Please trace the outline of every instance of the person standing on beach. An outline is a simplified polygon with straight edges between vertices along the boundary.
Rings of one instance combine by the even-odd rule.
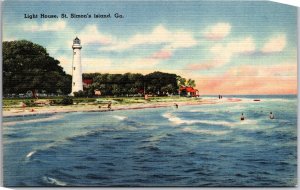
[[[107,108],[108,110],[111,110],[111,102],[108,103]]]
[[[21,102],[21,107],[22,107],[23,111],[25,111],[26,104],[24,102]]]
[[[178,109],[178,104],[175,103],[175,107]]]

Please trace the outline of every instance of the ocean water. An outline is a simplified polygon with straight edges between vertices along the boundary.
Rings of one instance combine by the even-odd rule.
[[[5,117],[4,185],[295,186],[297,97],[238,98]]]

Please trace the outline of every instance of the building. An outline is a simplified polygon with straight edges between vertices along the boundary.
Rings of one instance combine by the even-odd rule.
[[[83,87],[88,88],[93,84],[93,79],[83,79]]]
[[[181,96],[192,96],[192,97],[199,96],[199,91],[197,89],[194,89],[191,86],[181,86],[179,91]]]
[[[73,62],[72,62],[72,92],[71,95],[74,95],[74,92],[82,91],[82,71],[81,71],[81,48],[80,40],[76,37],[73,40]]]
[[[95,96],[101,96],[101,91],[98,89],[94,90]]]

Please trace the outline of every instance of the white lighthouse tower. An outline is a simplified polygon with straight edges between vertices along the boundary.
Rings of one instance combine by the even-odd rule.
[[[72,63],[72,93],[83,90],[82,71],[81,71],[81,45],[80,40],[76,37],[73,40],[73,63]]]

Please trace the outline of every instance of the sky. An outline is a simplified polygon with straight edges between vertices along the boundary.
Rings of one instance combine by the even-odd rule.
[[[92,18],[71,18],[72,13]],[[40,44],[69,74],[76,36],[84,73],[175,73],[194,79],[200,94],[297,93],[293,6],[269,1],[4,2],[3,41]]]

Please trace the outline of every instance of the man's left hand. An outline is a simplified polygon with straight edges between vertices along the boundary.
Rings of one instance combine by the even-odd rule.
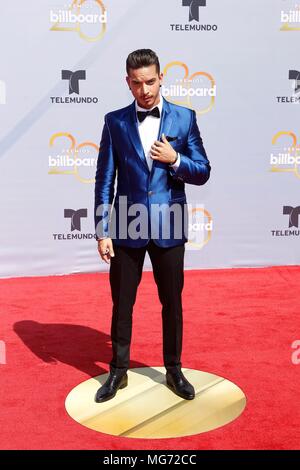
[[[162,134],[162,142],[156,140],[151,146],[151,158],[163,163],[172,164],[176,160],[177,153],[170,142],[167,141],[165,134]]]

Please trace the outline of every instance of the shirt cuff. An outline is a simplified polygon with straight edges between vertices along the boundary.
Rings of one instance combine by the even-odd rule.
[[[173,165],[170,165],[170,167],[173,168],[174,171],[176,171],[177,168],[180,165],[180,153],[177,152],[177,156],[178,156],[178,158],[177,158],[176,162],[173,163]]]

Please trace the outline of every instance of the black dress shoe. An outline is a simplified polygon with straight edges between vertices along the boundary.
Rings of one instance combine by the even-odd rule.
[[[95,401],[101,403],[103,401],[114,398],[119,388],[125,388],[128,385],[128,376],[125,374],[116,374],[110,372],[106,382],[100,387],[96,393]]]
[[[176,372],[167,371],[166,373],[167,387],[185,400],[193,400],[195,398],[195,389],[190,382],[187,381],[181,370]]]

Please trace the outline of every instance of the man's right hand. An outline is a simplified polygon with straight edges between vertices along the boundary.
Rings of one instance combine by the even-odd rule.
[[[103,259],[105,263],[109,264],[110,258],[115,256],[112,239],[104,238],[103,240],[98,240],[98,252],[101,259]]]

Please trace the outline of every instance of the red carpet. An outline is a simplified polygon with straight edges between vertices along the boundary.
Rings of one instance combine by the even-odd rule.
[[[65,397],[108,370],[107,274],[0,281],[1,449],[297,449],[300,267],[186,271],[183,366],[235,382],[247,396],[231,424],[182,439],[128,439],[73,421]],[[156,286],[145,272],[134,311],[131,367],[161,366]]]

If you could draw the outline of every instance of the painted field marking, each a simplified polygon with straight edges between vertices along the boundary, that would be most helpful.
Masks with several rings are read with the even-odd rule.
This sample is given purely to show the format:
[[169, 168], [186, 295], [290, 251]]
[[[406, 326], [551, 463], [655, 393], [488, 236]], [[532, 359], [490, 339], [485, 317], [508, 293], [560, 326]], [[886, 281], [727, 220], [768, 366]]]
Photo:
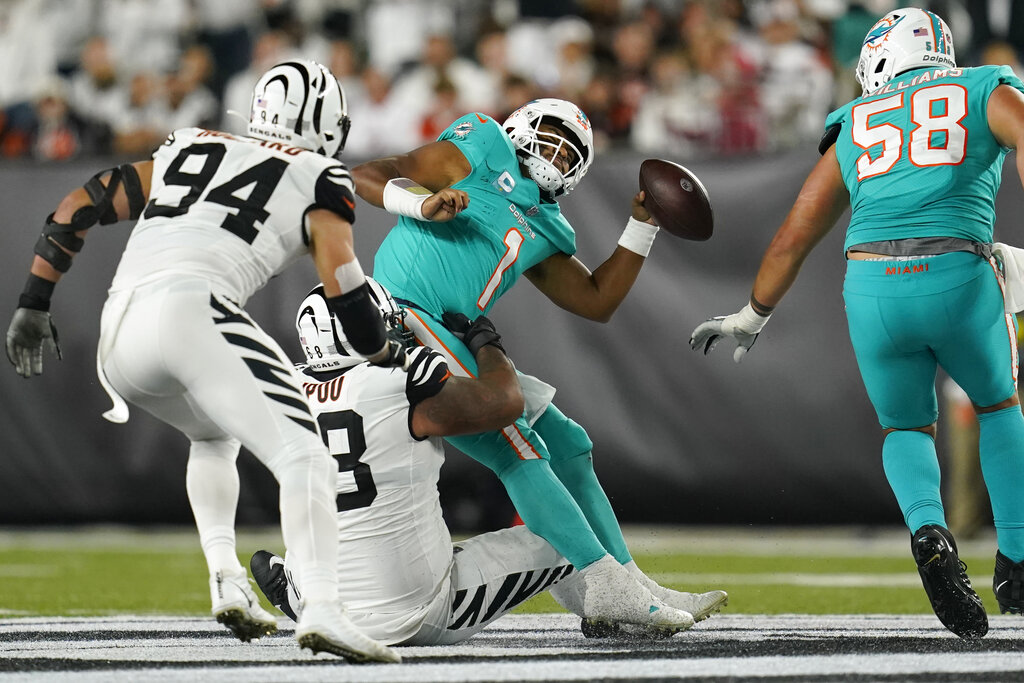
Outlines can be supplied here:
[[920, 577], [913, 572], [899, 574], [811, 574], [773, 572], [771, 574], [719, 574], [656, 572], [651, 578], [662, 585], [684, 586], [837, 586], [845, 588], [921, 588]]

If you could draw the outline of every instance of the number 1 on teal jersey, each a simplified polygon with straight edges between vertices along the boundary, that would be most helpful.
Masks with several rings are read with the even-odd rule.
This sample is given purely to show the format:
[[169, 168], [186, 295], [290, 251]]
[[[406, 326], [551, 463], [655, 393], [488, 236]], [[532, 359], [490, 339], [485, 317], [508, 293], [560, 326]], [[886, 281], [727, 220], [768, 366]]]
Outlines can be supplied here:
[[487, 304], [491, 302], [491, 298], [494, 296], [495, 290], [497, 290], [498, 285], [501, 284], [501, 276], [504, 275], [505, 271], [516, 262], [517, 258], [519, 258], [519, 248], [523, 246], [523, 239], [523, 233], [519, 232], [515, 228], [511, 228], [505, 233], [505, 253], [502, 255], [501, 260], [498, 261], [498, 265], [495, 266], [490, 279], [487, 280], [487, 286], [485, 286], [484, 291], [481, 292], [480, 298], [476, 300], [476, 307], [481, 311], [487, 310]]

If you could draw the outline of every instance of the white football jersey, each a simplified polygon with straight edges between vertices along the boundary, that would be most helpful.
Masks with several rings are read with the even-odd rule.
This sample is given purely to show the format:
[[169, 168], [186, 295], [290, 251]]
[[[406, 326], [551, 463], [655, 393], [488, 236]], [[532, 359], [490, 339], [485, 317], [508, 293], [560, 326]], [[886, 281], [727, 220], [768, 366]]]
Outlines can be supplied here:
[[308, 253], [310, 210], [355, 219], [353, 191], [336, 159], [280, 142], [176, 130], [153, 154], [149, 201], [111, 291], [195, 275], [245, 305]]
[[408, 372], [363, 363], [303, 389], [338, 460], [339, 595], [349, 617], [390, 642], [412, 636], [447, 591], [452, 542], [441, 516], [440, 438], [417, 439], [411, 407], [450, 377], [437, 352], [410, 353]]

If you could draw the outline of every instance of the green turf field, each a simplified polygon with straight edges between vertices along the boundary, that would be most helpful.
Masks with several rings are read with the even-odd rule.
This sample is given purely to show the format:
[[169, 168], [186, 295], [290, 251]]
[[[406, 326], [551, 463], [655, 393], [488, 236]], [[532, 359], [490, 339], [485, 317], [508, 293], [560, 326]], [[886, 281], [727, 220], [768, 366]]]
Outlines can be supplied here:
[[[909, 537], [886, 531], [632, 530], [637, 563], [664, 585], [729, 592], [734, 614], [929, 613]], [[987, 548], [991, 547], [991, 551]], [[243, 564], [280, 552], [273, 530], [239, 534]], [[991, 541], [961, 543], [990, 614]], [[207, 572], [191, 530], [0, 531], [0, 616], [203, 615]], [[546, 594], [518, 612], [560, 611]]]

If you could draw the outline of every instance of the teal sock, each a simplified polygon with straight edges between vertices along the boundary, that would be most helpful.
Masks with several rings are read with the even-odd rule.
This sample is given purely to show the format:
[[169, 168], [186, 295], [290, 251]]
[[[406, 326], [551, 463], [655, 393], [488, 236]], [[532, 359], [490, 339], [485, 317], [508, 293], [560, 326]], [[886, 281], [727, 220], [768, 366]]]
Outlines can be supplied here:
[[574, 567], [583, 569], [608, 554], [547, 460], [517, 460], [498, 478], [526, 528]]
[[946, 526], [939, 493], [939, 458], [931, 436], [908, 430], [890, 432], [882, 444], [882, 467], [911, 533], [925, 524]]
[[565, 460], [552, 454], [551, 469], [580, 506], [587, 522], [590, 523], [590, 528], [594, 530], [597, 540], [605, 550], [618, 560], [619, 564], [626, 564], [632, 560], [629, 548], [626, 547], [626, 539], [622, 537], [619, 520], [615, 517], [615, 511], [612, 510], [612, 504], [601, 487], [601, 482], [597, 480], [594, 458], [590, 452]]
[[1024, 415], [1020, 406], [978, 415], [978, 452], [999, 550], [1024, 560]]

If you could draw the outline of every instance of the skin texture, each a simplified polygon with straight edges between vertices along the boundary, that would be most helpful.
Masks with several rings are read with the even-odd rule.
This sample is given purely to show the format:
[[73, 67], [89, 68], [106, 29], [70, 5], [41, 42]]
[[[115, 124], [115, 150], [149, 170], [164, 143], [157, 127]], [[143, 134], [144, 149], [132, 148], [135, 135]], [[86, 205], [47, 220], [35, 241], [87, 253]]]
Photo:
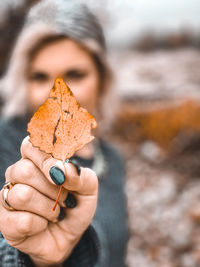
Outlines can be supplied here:
[[[55, 78], [61, 75], [79, 103], [94, 113], [99, 97], [98, 71], [90, 54], [69, 39], [46, 45], [30, 62], [27, 71], [29, 111], [35, 112], [46, 100]], [[92, 148], [88, 144], [78, 154], [90, 157]], [[61, 266], [94, 216], [98, 179], [91, 169], [82, 167], [78, 176], [71, 163], [63, 165], [39, 151], [28, 137], [22, 142], [21, 155], [21, 160], [6, 171], [6, 181], [17, 183], [8, 194], [8, 202], [16, 211], [5, 209], [0, 201], [0, 231], [11, 246], [29, 254], [35, 266]], [[52, 207], [59, 187], [49, 176], [52, 166], [58, 166], [67, 177], [54, 212]], [[63, 204], [68, 191], [73, 191], [77, 199], [74, 209]], [[57, 220], [60, 207], [65, 207], [67, 215], [62, 221]]]

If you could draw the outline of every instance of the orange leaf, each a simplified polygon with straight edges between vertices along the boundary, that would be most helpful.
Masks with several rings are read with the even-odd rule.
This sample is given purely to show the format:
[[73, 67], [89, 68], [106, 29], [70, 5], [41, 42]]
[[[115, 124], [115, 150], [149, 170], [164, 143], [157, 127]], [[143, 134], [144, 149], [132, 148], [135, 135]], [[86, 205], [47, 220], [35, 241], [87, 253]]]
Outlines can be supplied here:
[[62, 78], [55, 80], [49, 98], [28, 123], [31, 143], [63, 162], [94, 139], [97, 123], [80, 107]]

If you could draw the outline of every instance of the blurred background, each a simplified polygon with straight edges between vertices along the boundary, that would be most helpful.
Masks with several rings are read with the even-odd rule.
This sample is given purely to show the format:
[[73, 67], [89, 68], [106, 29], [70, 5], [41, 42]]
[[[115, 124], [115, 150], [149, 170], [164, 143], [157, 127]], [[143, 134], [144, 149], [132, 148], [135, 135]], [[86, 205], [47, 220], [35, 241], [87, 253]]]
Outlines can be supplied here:
[[[36, 0], [0, 2], [0, 76]], [[85, 0], [116, 78], [129, 267], [200, 266], [200, 1]]]

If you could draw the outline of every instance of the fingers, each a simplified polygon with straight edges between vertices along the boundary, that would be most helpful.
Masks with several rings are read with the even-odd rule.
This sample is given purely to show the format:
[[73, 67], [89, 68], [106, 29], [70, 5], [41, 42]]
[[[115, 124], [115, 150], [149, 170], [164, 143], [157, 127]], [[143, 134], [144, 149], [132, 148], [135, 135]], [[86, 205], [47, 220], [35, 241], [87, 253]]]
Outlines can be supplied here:
[[76, 191], [82, 195], [94, 195], [98, 191], [98, 179], [94, 171], [82, 168], [80, 176], [71, 163], [65, 163], [65, 174], [67, 179], [63, 184], [69, 191]]
[[[50, 183], [44, 174], [29, 159], [22, 159], [11, 165], [6, 170], [5, 176], [6, 181], [30, 185], [53, 200], [56, 200], [58, 196], [59, 187]], [[60, 204], [66, 199], [66, 196], [67, 191], [62, 190], [59, 201]]]
[[28, 138], [25, 138], [21, 153], [23, 158], [30, 159], [51, 183], [62, 184], [67, 190], [76, 191], [80, 194], [96, 194], [98, 190], [98, 180], [96, 174], [89, 168], [81, 168], [80, 176], [76, 168], [71, 163], [52, 158], [49, 154], [41, 152], [32, 146]]
[[[2, 196], [1, 196], [2, 197]], [[36, 214], [24, 211], [8, 211], [0, 208], [1, 232], [8, 240], [20, 241], [27, 236], [44, 231], [48, 221]]]
[[59, 206], [52, 212], [54, 201], [25, 184], [15, 184], [8, 194], [8, 203], [16, 210], [28, 211], [56, 222]]

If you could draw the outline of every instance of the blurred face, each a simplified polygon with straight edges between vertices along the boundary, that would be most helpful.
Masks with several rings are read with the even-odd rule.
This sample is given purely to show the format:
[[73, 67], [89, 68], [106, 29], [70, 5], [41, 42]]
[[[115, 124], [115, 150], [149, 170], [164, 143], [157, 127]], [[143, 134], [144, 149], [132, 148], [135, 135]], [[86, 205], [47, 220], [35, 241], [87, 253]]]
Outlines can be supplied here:
[[70, 39], [42, 47], [28, 69], [28, 108], [31, 113], [47, 99], [54, 80], [66, 81], [81, 106], [92, 114], [97, 105], [99, 74], [91, 55]]

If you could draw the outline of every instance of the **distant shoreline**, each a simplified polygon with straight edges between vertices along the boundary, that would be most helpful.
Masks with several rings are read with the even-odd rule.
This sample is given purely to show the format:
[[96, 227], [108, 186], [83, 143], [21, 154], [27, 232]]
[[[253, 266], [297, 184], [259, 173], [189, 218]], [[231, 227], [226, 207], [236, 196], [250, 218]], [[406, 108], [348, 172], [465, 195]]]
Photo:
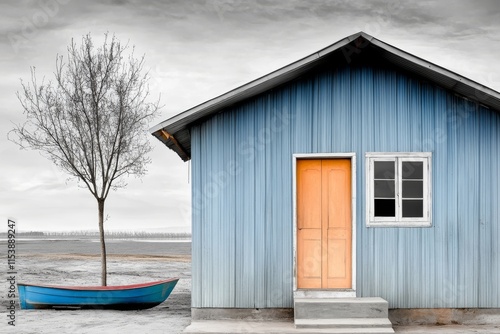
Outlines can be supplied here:
[[[66, 238], [33, 238], [33, 237], [20, 237], [16, 239], [17, 241], [89, 241], [89, 242], [99, 242], [99, 238], [78, 238], [78, 237], [66, 237]], [[191, 242], [191, 239], [176, 239], [176, 238], [107, 238], [106, 241], [130, 241], [130, 242]], [[1, 241], [0, 241], [1, 242]]]
[[[7, 233], [0, 233], [0, 239], [6, 240]], [[106, 231], [106, 240], [158, 240], [158, 241], [191, 241], [191, 233], [147, 232], [147, 231]], [[30, 231], [17, 232], [17, 240], [99, 240], [97, 231]]]

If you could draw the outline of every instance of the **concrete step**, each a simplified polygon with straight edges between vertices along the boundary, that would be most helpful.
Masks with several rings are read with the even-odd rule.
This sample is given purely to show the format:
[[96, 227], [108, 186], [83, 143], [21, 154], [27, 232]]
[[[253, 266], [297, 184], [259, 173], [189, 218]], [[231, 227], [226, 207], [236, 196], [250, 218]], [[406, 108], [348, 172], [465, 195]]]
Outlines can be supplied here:
[[387, 318], [295, 319], [295, 328], [390, 328]]
[[393, 334], [392, 328], [295, 328], [292, 321], [195, 320], [184, 329], [190, 334]]
[[379, 297], [296, 298], [295, 319], [388, 318], [389, 304]]

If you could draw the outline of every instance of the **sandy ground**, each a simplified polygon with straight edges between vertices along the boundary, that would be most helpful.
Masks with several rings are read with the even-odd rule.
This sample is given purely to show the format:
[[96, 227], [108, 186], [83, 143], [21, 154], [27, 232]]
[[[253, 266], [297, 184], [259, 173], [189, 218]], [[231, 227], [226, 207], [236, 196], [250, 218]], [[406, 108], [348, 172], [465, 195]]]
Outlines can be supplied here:
[[[28, 251], [27, 248], [24, 250]], [[100, 259], [97, 255], [85, 253], [22, 252], [17, 256], [16, 280], [25, 283], [99, 285]], [[136, 249], [135, 254], [108, 256], [108, 285], [180, 278], [170, 297], [149, 310], [20, 310], [17, 304], [16, 326], [13, 327], [7, 323], [6, 307], [10, 299], [6, 293], [8, 283], [3, 280], [0, 285], [0, 333], [180, 333], [190, 323], [191, 258], [180, 251], [174, 253], [177, 254], [137, 254]]]

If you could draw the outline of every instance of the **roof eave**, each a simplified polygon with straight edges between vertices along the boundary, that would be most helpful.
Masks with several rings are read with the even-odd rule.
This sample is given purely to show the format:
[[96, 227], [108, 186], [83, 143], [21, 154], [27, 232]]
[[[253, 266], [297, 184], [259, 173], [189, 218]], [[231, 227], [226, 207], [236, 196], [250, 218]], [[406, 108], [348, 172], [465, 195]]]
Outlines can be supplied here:
[[169, 149], [177, 153], [183, 161], [191, 159], [191, 155], [186, 151], [186, 149], [184, 149], [177, 139], [168, 133], [164, 128], [152, 132], [152, 135], [165, 144]]

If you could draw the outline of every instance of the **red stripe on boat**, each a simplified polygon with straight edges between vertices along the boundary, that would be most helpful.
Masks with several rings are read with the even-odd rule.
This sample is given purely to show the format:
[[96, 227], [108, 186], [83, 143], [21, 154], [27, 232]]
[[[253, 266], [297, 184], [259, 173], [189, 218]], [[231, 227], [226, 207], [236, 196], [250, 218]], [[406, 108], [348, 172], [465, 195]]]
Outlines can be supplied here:
[[170, 278], [163, 281], [148, 282], [148, 283], [139, 283], [131, 285], [112, 285], [112, 286], [61, 286], [61, 285], [40, 285], [40, 284], [26, 284], [26, 283], [18, 283], [18, 285], [37, 286], [42, 288], [56, 288], [64, 290], [128, 290], [128, 289], [146, 288], [148, 286], [168, 283], [175, 280], [178, 280], [178, 278]]

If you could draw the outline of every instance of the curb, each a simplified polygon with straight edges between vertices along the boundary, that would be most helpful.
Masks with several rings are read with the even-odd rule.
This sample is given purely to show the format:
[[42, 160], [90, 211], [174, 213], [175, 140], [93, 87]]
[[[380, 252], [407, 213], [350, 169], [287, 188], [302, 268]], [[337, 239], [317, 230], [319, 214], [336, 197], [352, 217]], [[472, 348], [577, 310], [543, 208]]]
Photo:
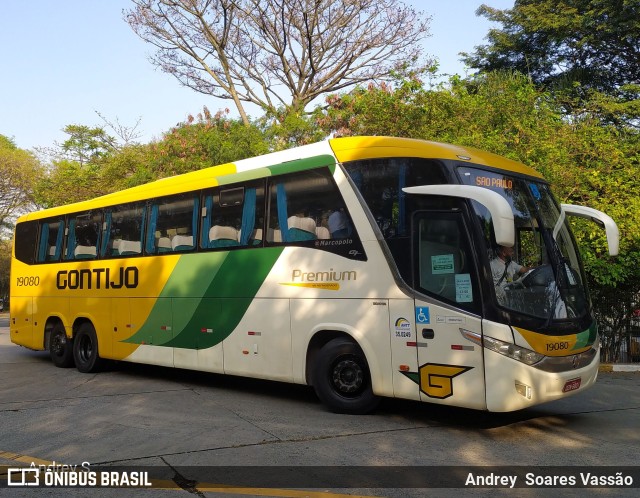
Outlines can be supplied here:
[[600, 372], [640, 372], [640, 363], [602, 364]]

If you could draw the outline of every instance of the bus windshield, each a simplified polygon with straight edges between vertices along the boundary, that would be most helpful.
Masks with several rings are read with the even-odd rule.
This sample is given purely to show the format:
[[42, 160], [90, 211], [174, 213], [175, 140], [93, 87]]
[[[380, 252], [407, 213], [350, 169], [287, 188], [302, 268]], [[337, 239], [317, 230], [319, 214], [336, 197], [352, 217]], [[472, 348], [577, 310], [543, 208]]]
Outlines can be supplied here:
[[584, 274], [575, 241], [549, 186], [476, 168], [459, 168], [467, 185], [485, 187], [511, 205], [515, 246], [502, 248], [492, 236], [491, 216], [473, 201], [487, 247], [487, 263], [499, 306], [536, 318], [567, 320], [589, 311]]

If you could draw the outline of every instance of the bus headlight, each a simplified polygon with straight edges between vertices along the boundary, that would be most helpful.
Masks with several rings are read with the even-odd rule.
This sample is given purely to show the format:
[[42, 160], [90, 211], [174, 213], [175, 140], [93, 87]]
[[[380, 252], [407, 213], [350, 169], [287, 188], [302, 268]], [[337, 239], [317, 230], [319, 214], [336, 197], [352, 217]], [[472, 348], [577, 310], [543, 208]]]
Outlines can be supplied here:
[[508, 356], [509, 358], [513, 358], [514, 360], [527, 365], [538, 363], [544, 358], [544, 355], [531, 351], [530, 349], [508, 342], [499, 341], [498, 339], [494, 339], [493, 337], [488, 337], [486, 335], [483, 337], [482, 343], [485, 348], [490, 349], [491, 351]]

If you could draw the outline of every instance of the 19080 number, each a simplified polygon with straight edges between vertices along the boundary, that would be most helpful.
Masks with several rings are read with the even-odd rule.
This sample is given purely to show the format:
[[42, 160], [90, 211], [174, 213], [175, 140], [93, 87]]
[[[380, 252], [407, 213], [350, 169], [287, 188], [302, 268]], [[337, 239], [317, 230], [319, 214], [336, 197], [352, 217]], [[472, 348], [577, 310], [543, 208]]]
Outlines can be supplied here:
[[547, 344], [547, 351], [561, 351], [563, 349], [569, 349], [568, 342], [552, 342]]
[[40, 277], [18, 277], [16, 285], [18, 287], [37, 287], [40, 285]]

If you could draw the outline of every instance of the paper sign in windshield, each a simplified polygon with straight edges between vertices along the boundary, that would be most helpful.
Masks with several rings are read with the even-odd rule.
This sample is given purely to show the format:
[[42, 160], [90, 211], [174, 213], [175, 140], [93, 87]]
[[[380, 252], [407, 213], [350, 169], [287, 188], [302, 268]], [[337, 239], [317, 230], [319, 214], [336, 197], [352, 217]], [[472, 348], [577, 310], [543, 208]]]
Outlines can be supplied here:
[[431, 256], [431, 273], [433, 275], [453, 273], [453, 254]]
[[471, 275], [469, 273], [456, 275], [456, 302], [473, 302], [473, 289], [471, 288]]

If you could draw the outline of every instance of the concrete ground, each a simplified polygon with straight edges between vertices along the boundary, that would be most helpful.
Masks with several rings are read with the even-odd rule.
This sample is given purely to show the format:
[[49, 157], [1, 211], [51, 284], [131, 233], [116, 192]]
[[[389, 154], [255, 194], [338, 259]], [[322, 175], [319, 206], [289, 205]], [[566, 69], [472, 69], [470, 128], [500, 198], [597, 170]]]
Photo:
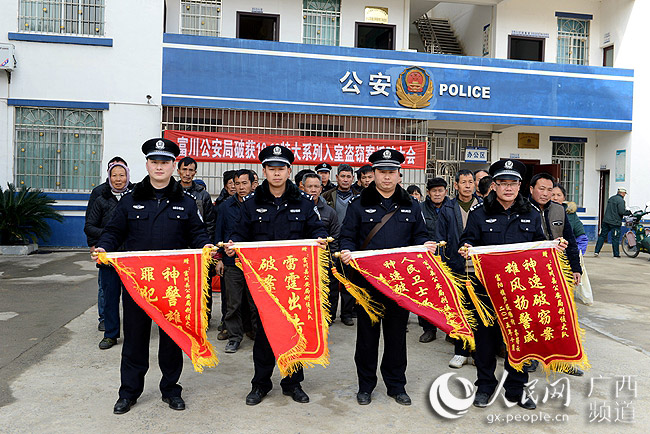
:::
* [EXERCISE]
Lines that contain "hand" are the result; find them in the entries above and copy each one.

* [ANSWER SECTION]
Please trace the outline of every instance of the man's left hand. An outline is a simplified polygon with straight edges between vertices along the boundary.
Please trace the outline of every instance of the man's right hand. An outline is a simplified polygon with straight edges between vertices along the boundary.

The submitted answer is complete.